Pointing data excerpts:
--------------------------------

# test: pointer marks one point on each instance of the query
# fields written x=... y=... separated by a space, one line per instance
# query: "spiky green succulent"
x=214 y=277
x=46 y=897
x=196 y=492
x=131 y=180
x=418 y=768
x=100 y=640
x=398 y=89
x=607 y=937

--------------------------------

**Goal of the exercise:** Print every line of the entries above without changing anything.

**Written answer:**
# test: pointer marks one point on each instance of the query
# fields written x=... y=... separated by a space, one line per instance
# query: "spiky green succulent"
x=214 y=277
x=46 y=897
x=196 y=492
x=131 y=180
x=418 y=768
x=100 y=640
x=398 y=89
x=607 y=937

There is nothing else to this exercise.